▶ _ФРАГМЕНТ ИСТОЧНИКА_

Такая механизация, сберегающая труд и время, означала, что впервые в истории изготовление ткани забрали из рук и домов и передали станкам и фабрикам[299]. Для промышленников и торговцев это, разумеется, имело финансовый смысл. Если индийским прядильщикам требовалось 50 000 часов, чтобы вручную превратить 100 фунтов хлопка-сырца в нить, то прядильная машина выполняла эту работу за пятую часть этого времени. Стоимость пряжи и ткани с этого момента пошла вниз, позволяя европейским тканям конкурировать на международном рынке. Британия больше других вкладывалась в новую технологию для производства хлопка. К 1862 г. страна стала домом для двух третей прядильных машин всего мира. Примерно от 1⁄5 до ¼ ее населения были заняты на этом производстве, и почти половину ее экспорта составляли ткани и пряжа. В 1830 г. фунт британской пряжи № 40 (тонкая нить) был в три раза дешевле своего индийского конкурента. В конце концов она стала настолько дешевой, что индийские ткачи покупали и использовать нить, «вернувшуюся» из Англии[300].

▶ _ДАННЫЕ_

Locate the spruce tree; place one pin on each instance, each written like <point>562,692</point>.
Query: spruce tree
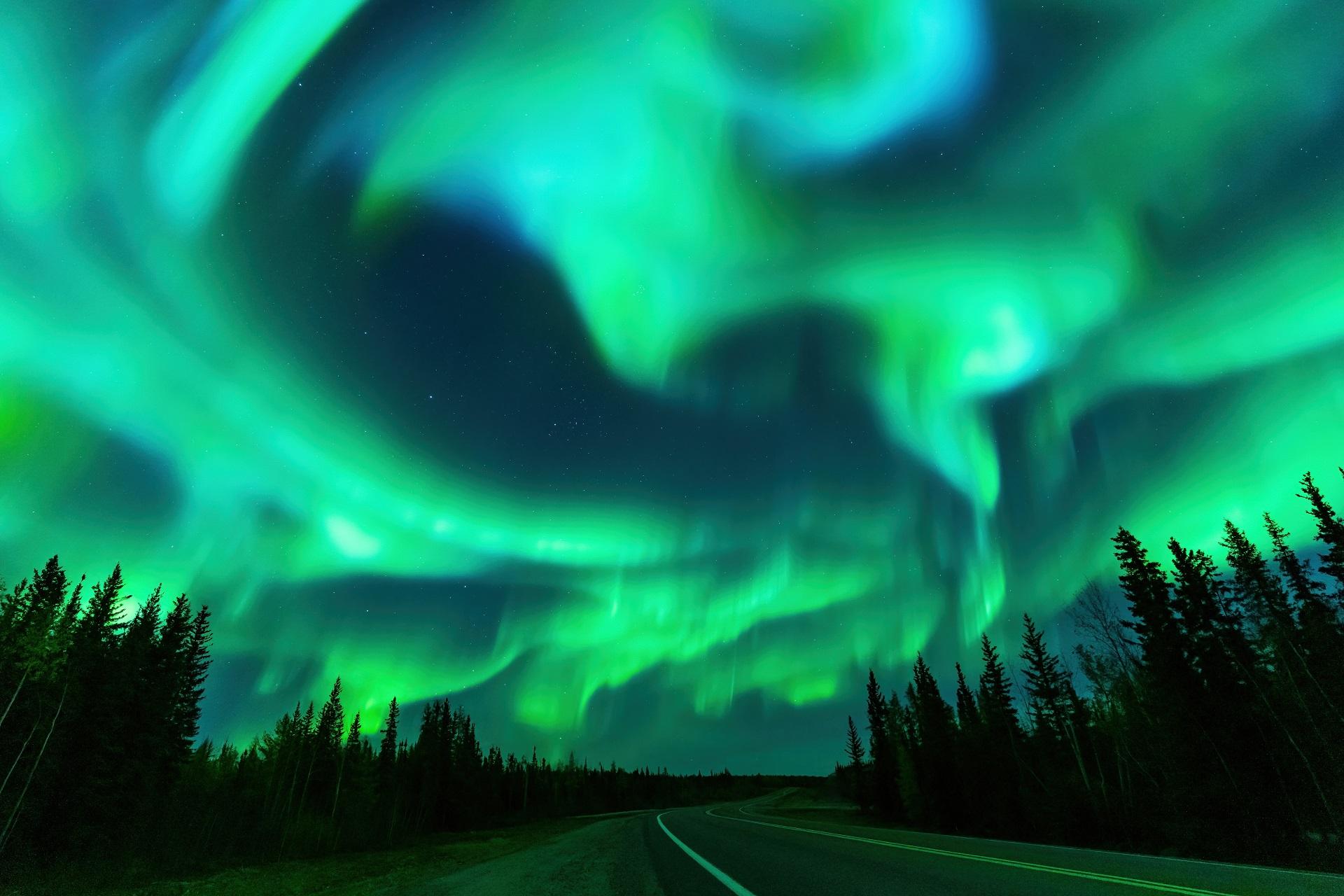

▶ _ЗАДАНИЯ_
• A. Какая доля всех прядильных машин мира находилась в Британии к 1862 году, согласно фрагменту источника?
• B. Определите, соответствуют ли фрагменту источника следующие утверждения: (i) прядильная машина справлялась с работой за пятую часть времени, требовавшегося индийским прядильщикам; (ii) в 1830 году фунт британской пряжи № 40 был вдвое дешевле индийского конкурента; (iii) почти половину британского экспорта составляли ткани и пряжа. Для каждого ответьте «да» или «нет» и приведите точную цитату, которая это решает.

▶ _ОЖИДАЕМЫЕ ОТВЕТЫ_
• A. Две трети прядильных машин всего мира.

• B.
(i) Да: «прядильная машина выполняла эту работу за пятую часть этого времени».
(ii) Нет: «был в три раза дешевле своего индийского конкурента».
(iii) Да: «почти половину ее экспорта составляли ткани и пряжа».